• [What to work on]:
Lines before the one containing "board? Mark that spot." are not wanted. Transcribe that line and all after it exactly, to the end of the entries.

• [Data extracted from a collection]:
⟨

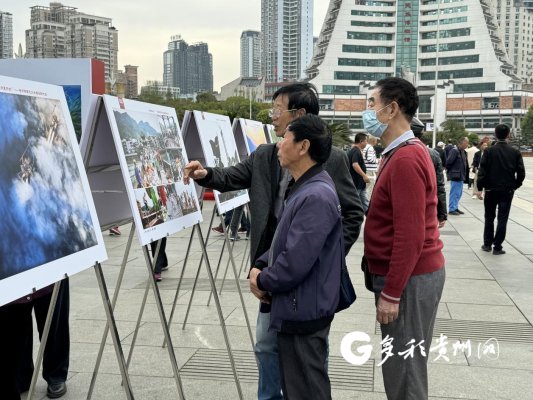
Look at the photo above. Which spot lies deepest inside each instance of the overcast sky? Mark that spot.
(145, 27)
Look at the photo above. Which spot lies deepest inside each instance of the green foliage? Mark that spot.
(340, 133)
(526, 127)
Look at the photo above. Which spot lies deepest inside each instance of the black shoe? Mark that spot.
(56, 390)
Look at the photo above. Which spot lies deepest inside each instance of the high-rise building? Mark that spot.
(515, 20)
(453, 51)
(60, 31)
(286, 39)
(6, 35)
(251, 54)
(188, 67)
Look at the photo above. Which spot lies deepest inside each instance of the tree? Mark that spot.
(340, 133)
(526, 126)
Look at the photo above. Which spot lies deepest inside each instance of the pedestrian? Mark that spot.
(300, 274)
(267, 182)
(501, 172)
(457, 172)
(402, 245)
(358, 168)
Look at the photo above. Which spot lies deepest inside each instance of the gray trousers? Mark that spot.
(303, 367)
(407, 378)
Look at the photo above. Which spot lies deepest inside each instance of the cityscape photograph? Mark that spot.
(413, 186)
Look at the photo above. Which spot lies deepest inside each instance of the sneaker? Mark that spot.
(114, 231)
(218, 229)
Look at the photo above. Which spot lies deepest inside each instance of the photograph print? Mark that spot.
(49, 214)
(153, 158)
(220, 150)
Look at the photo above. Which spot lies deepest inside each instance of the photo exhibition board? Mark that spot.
(50, 227)
(79, 78)
(152, 158)
(252, 132)
(219, 150)
(103, 171)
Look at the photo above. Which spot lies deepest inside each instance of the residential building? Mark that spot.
(248, 87)
(251, 54)
(60, 31)
(286, 39)
(363, 41)
(188, 67)
(6, 35)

⟩

• [Problem solution]:
Look at the photo above. Which spot lies deepest inside each instance of the photo exhibition board? Mark that spot.
(50, 227)
(79, 78)
(152, 158)
(252, 132)
(219, 150)
(103, 171)
Look at the photo above. Which spot lies deepest inside each instance of the residential building? Mark that spot.
(248, 87)
(251, 54)
(60, 31)
(286, 39)
(363, 41)
(188, 67)
(6, 35)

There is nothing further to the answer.